─── PAGE EXCERPT ───

So what is the answer? Well, it is to find some way of enabling village and school halls to host amateur theatre groups through the provision either of free licensing that enables bar sales or through an increase in the 96 hour limit by an additional 24 or even 48 hours. Alternatively, instead of the 96 hour limit covering the start of the event to its conclusion, it should cover the actual time the event is taking place. By this I mean that in a typical amateur production run in a school or village hall, the doors open at 7pm and close at 11pm. So the entertainment and bar sales are only being delivered for a four hour period during the day. Why should the 96 hour limit include the dead hours when the show isn’t actually taking place?

Or the local authority should itself obtain a premises licence on behalf of the hall. Indeed the guidance issued to local authorities says: “To ensure that cultural diversity thrives, local authorities should consider establishing a policy of seeking premises licences from the licensing authority for public spaces within the community in their own name. This could include, for example, village greens, market squares, community and village halls and similar public areas. Performers would then have no need to obtain a licence to enable them to give a performance in these places.” This is obviously not happening in practice and we would be interested to hear what the DCMS plans to do about making local authorities establish such a policy.

We are aware the Licensing Minister has announced a loosening of the restrictions on village halls, enabling the hall to be treated in the same way as clubs, thereby reducing the bureaucracy involved in selling alcohol. However, we have no news as to when this will be implemented.

The Licensing Minister has suggested to NODA that one solution would be for the amateur theatre group itself to apply for a “time-limited premises licence”. We have to say this suggestion is impractical. Why would an amateur theatre group spend upwards of £600 and go through the bureaucratic process of obtaining a premises licence for just one week of performances, and then have to go through it all again every time they wanted to put on a production?

A more sensible solution would be to adopt the provisions contained in the Licensing (Scotland) Act. This allows for voluntary organisations to be issued with four occasional licences per year for a period of more than four days and 12 for a period of less than four days every 12 months, to a maximum of 56 days. And the Theatres Act 1968 has not been repealed in Scotland. If a similar provision existed in England and Wales, it would solve at a stroke the very severe problems the Licensing Act has imposed on our members.

───

▸ **AIM A**:
Update the part of the piece on licensing for amateur theatre that opens with the words containing "Or the local" and closes with "such a policy.", putting "high streets" in place of "market squares".
▸ **AIM B**:
In the piece on licensing for amateur theatre, how much does it say an amateur theatre group would spend to obtain a premises licence?

─── SUPPLIED ENTRIES ───

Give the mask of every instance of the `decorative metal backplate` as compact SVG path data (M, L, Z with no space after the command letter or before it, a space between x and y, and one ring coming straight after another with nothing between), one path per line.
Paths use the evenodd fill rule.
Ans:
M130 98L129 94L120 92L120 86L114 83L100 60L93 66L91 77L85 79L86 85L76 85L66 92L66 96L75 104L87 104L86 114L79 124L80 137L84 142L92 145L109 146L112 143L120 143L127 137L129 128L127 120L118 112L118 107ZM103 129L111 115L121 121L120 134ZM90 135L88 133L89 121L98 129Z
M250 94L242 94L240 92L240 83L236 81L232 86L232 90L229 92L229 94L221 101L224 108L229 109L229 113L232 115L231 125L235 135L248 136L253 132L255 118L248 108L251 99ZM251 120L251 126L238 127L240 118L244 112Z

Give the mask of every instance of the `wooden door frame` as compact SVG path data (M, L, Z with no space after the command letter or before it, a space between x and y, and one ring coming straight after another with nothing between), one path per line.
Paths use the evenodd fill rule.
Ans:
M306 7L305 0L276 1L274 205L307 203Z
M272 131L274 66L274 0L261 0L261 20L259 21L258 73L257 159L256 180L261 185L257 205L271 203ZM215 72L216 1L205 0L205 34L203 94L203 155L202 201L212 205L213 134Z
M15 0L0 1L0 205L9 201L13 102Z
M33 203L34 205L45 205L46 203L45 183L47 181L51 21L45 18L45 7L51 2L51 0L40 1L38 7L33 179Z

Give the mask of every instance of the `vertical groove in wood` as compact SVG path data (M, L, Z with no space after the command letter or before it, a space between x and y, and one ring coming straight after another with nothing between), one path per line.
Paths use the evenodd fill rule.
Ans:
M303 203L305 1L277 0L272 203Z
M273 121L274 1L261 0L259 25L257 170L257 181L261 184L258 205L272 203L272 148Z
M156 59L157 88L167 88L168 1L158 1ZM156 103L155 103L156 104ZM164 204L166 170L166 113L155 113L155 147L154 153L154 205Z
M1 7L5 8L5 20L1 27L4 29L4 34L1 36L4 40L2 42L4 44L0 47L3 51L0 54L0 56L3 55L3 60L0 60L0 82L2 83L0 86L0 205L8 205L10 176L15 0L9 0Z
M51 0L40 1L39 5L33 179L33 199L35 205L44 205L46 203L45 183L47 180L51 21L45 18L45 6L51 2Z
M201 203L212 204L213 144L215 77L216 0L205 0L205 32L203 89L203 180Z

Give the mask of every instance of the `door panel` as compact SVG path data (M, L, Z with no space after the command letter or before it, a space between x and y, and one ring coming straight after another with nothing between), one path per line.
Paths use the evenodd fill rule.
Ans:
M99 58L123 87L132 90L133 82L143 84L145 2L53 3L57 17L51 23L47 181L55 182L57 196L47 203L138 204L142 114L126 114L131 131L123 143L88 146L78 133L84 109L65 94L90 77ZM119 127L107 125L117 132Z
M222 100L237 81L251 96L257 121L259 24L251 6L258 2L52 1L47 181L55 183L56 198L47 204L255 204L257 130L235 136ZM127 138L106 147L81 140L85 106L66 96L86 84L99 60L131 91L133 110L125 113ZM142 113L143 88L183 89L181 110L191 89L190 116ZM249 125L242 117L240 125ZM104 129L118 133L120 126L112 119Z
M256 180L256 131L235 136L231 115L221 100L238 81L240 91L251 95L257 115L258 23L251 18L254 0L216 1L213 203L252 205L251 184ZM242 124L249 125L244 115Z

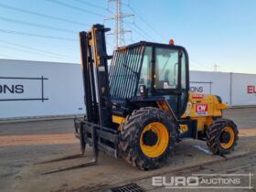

───

▸ **RIGHT ANSWER A**:
Or the local authority should itself obtain a premises licence on behalf of the hall. Indeed the guidance issued to local authorities says: “To ensure that cultural diversity thrives, local authorities should consider establishing a policy of seeking premises licences from the licensing authority for public spaces within the community in their own name. This could include, for example, village greens, high streets, community and village halls and similar public areas. Performers would then have no need to obtain a licence to enable them to give a performance in these places.” This is obviously not happening in practice and we would be interested to hear what the DCMS plans to do about making local authorities establish such a policy.

▸ **RIGHT ANSWER B**:
Upwards of £600.